选文 →
###

(一)中国正在逐步融入经济全球化进程
过去20多年间,中国实行对外开放政策,经济从封闭走向开放,并逐步扩大开放的广度和深度,融入国际分工体系,成为经济全球化进程的主动参与者。世界银行认为中国是经济全球化进程中少数几个最大的赢家之一。中国的国际贸易规模在过去22年里扩大了约22倍,世界排名从开放之初的第32位上升到目前的第9位,年均利用外商直接投资从80年代初的不到20亿美元,上升到现在的400亿美元左右,从1993年以来一直是仅次于美国的世界第二大外商投资东道国,如今累计吸引外国直接投资已达3500亿美元。中国经济的国际化程度大大提高。中国通过积极参与国际分工与合作,吸收外国投资与扩大国际贸易,有力地促进了国内产业结构升级,创造了大量新的就业机会,推动了国内经济体制改革,提高了国民经济运行效率,增强了综合国力,使中国在国际经济与政治事务中能够发挥更大作用。
中国之所以在经济全球化中赢得主动,是因为中国政府从本国的比较优势出发,制定了正确的对外开放战略,并一以贯之地加以实施。总体而言,中国的比较优势主要是其低廉的劳动力与土地,成体系的制造业基础和潜在的巨大市场规模;比较劣势则主要是一些重要技术开发能力弱、某些自然资源相对匮乏和经济体制中存在的缺陷。中国并行地在汽车、石化等“制高点”领域实行:进口替代”战略和在劳动密集型部门实行“出口导向”战略。这两种战略的同时实施,使中国避免了其他单纯实行“进口替代”战略的发展中国家所出现的国际收支严重失衡恶果。为了克服体制上与国际规则不接轨的劣势,中国在经济特区、开发区等局部地区率先实行与国际接轨的体制和优惠政策,这种局部突破的策略有效地促进了吸引外资与国际贸易的扩大。
上述开放战略虽取得了巨大成功,但其成本也相当高。例如,汽车、石化等“制高点”产业由于长期受到过度保护,其国际竞争力一直较低;出口导向部门具有“大进大出”的特点,与国内经济联系少,对国内经济的带动作用有限;国内市场的部门分割与地方保护现象普遍存在,大国经济的优势难以发挥;不同所有制企业之间在税收、市场准入、投融资等诸多方面存在着普遍的差别待遇,严重影响了市场的公平竞争,等等。

###

数据摘录 →
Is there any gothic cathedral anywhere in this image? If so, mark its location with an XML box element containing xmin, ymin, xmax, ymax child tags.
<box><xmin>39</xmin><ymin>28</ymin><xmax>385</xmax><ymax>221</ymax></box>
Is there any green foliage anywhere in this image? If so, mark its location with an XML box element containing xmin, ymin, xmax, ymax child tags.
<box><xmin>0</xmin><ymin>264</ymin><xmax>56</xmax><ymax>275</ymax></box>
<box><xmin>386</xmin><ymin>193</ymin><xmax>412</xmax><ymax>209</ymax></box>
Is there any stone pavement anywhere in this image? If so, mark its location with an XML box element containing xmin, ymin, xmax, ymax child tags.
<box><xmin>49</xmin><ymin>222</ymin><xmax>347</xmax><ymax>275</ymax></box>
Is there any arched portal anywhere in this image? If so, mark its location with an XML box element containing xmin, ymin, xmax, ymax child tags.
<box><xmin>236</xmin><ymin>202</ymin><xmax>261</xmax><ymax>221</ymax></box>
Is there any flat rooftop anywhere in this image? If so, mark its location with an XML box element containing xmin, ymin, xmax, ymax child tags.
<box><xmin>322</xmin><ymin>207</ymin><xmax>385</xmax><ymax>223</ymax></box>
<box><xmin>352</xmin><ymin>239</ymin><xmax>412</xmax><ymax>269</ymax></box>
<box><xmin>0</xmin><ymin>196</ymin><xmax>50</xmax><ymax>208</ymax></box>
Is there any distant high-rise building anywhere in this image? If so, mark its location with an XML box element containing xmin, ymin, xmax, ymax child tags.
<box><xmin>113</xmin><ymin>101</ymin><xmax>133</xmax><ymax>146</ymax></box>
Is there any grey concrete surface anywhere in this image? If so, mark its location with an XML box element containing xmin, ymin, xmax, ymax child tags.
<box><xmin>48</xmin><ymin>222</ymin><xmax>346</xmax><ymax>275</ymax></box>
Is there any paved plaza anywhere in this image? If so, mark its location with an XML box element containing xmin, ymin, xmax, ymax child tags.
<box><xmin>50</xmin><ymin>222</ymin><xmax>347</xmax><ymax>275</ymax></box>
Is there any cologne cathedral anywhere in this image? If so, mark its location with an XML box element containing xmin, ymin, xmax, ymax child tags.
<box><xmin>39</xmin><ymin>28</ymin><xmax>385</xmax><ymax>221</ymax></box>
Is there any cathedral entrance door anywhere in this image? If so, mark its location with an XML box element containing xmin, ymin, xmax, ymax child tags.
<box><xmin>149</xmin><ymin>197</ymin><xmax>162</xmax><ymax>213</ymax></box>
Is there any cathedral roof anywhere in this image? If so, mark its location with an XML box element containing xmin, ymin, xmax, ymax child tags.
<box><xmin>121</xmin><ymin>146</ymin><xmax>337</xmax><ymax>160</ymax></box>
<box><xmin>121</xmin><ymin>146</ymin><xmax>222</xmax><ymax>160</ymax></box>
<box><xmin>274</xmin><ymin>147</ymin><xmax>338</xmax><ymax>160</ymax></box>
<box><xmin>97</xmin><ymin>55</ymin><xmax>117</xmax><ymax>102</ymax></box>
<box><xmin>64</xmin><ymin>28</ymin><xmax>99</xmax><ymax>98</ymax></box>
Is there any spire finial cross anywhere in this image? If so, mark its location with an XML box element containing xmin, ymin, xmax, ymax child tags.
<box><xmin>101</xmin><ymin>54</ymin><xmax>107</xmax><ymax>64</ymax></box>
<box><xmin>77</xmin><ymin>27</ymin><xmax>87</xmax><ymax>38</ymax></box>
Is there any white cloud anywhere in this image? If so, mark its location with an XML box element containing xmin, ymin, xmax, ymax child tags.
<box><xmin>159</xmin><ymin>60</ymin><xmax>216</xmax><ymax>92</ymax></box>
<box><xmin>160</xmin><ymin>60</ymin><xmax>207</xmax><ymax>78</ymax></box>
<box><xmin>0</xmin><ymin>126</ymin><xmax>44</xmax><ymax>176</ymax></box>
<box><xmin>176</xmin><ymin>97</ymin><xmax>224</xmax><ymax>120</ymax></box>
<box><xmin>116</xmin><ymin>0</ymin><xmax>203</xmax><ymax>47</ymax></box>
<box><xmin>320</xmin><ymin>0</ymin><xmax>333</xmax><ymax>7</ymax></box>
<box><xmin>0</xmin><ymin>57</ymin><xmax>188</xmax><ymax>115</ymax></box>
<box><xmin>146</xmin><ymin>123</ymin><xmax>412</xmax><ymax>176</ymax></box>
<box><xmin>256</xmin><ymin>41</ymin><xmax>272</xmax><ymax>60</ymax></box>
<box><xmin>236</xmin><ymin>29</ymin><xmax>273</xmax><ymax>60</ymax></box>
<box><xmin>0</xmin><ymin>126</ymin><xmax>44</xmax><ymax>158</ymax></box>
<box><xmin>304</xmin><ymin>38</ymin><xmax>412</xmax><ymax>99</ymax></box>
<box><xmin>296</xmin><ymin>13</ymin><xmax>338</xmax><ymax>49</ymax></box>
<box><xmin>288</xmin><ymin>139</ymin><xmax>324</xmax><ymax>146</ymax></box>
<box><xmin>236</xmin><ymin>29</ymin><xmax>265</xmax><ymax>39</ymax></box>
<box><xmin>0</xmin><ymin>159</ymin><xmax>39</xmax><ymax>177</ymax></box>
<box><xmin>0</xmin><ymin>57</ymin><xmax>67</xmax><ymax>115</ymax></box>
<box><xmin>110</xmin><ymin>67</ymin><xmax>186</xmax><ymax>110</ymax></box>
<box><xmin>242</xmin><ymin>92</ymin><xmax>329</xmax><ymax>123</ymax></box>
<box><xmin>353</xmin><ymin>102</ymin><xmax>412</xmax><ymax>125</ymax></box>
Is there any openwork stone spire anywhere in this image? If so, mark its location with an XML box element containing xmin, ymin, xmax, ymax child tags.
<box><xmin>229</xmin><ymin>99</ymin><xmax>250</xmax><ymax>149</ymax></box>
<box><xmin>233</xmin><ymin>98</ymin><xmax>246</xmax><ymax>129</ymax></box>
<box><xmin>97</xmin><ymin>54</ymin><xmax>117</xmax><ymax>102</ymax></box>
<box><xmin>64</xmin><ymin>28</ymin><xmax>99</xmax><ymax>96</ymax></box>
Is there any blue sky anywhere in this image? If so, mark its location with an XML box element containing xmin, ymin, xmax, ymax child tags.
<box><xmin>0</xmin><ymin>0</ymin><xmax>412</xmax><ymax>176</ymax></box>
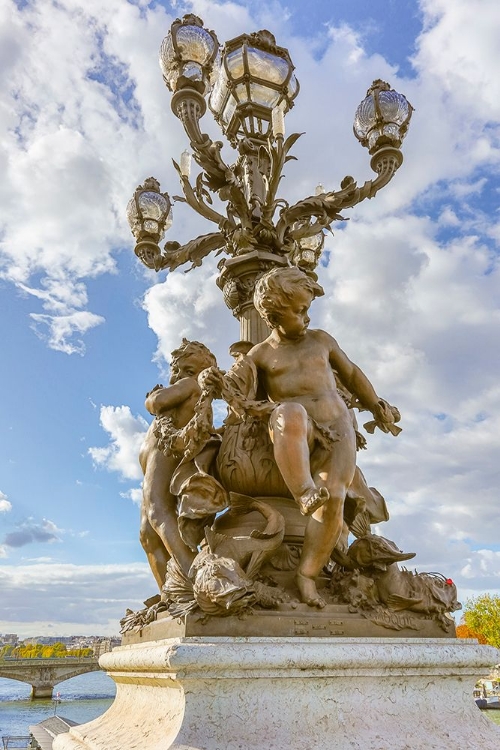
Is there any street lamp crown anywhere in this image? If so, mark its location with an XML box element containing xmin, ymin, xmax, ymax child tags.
<box><xmin>160</xmin><ymin>13</ymin><xmax>219</xmax><ymax>95</ymax></box>
<box><xmin>209</xmin><ymin>29</ymin><xmax>299</xmax><ymax>142</ymax></box>
<box><xmin>354</xmin><ymin>78</ymin><xmax>413</xmax><ymax>154</ymax></box>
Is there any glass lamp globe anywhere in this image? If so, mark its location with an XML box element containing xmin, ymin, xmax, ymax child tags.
<box><xmin>354</xmin><ymin>80</ymin><xmax>413</xmax><ymax>154</ymax></box>
<box><xmin>160</xmin><ymin>13</ymin><xmax>219</xmax><ymax>95</ymax></box>
<box><xmin>208</xmin><ymin>30</ymin><xmax>299</xmax><ymax>141</ymax></box>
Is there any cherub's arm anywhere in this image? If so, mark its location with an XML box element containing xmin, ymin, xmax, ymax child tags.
<box><xmin>145</xmin><ymin>378</ymin><xmax>200</xmax><ymax>416</ymax></box>
<box><xmin>328</xmin><ymin>336</ymin><xmax>380</xmax><ymax>411</ymax></box>
<box><xmin>328</xmin><ymin>336</ymin><xmax>401</xmax><ymax>435</ymax></box>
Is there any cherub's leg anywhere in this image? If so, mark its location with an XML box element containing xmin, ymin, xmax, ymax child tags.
<box><xmin>297</xmin><ymin>431</ymin><xmax>356</xmax><ymax>607</ymax></box>
<box><xmin>139</xmin><ymin>506</ymin><xmax>170</xmax><ymax>591</ymax></box>
<box><xmin>269</xmin><ymin>401</ymin><xmax>329</xmax><ymax>515</ymax></box>
<box><xmin>143</xmin><ymin>451</ymin><xmax>195</xmax><ymax>575</ymax></box>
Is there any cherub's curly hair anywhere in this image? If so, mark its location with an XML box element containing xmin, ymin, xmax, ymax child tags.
<box><xmin>170</xmin><ymin>339</ymin><xmax>217</xmax><ymax>370</ymax></box>
<box><xmin>253</xmin><ymin>266</ymin><xmax>325</xmax><ymax>327</ymax></box>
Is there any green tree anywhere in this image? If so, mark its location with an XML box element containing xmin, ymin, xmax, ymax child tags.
<box><xmin>464</xmin><ymin>594</ymin><xmax>500</xmax><ymax>648</ymax></box>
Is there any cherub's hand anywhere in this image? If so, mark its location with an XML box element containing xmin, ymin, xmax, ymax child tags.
<box><xmin>198</xmin><ymin>365</ymin><xmax>225</xmax><ymax>398</ymax></box>
<box><xmin>363</xmin><ymin>398</ymin><xmax>401</xmax><ymax>435</ymax></box>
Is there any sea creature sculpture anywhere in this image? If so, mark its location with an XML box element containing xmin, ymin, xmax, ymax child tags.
<box><xmin>163</xmin><ymin>492</ymin><xmax>288</xmax><ymax>616</ymax></box>
<box><xmin>347</xmin><ymin>534</ymin><xmax>462</xmax><ymax>630</ymax></box>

###

练习说明 →
1. 请将选文从含有“中国之所以在经济全球化中赢得”的字句开始照录下来,抄到“影响了市场的公平竞争,等等。”为止。
2. 根据选文,中国国际贸易的世界排名从开放之初的第几位上升到了目前的第几位?
这些条目取自另一来源。

各题答案 →
1.
中国之所以在经济全球化中赢得主动,是因为中国政府从本国的比较优势出发,制定了正确的对外开放战略,并一以贯之地加以实施。总体而言,中国的比较优势主要是其低廉的劳动力与土地,成体系的制造业基础和潜在的巨大市场规模;比较劣势则主要是一些重要技术开发能力弱、某些自然资源相对匮乏和经济体制中存在的缺陷。中国并行地在汽车、石化等“制高点”领域实行:进口替代”战略和在劳动密集型部门实行“出口导向”战略。这两种战略的同时实施,使中国避免了其他单纯实行“进口替代”战略的发展中国家所出现的国际收支严重失衡恶果。为了克服体制上与国际规则不接轨的劣势,中国在经济特区、开发区等局部地区率先实行与国际接轨的体制和优惠政策,这种局部突破的策略有效地促进了吸引外资与国际贸易的扩大。
上述开放战略虽取得了巨大成功,但其成本也相当高。例如,汽车、石化等“制高点”产业由于长期受到过度保护,其国际竞争力一直较低;出口导向部门具有“大进大出”的特点,与国内经济联系少,对国内经济的带动作用有限;国内市场的部门分割与地方保护现象普遍存在,大国经济的优势难以发挥;不同所有制企业之间在税收、市场准入、投融资等诸多方面存在着普遍的差别待遇,严重影响了市场的公平竞争,等等。

2. 从第32位上升到第9位。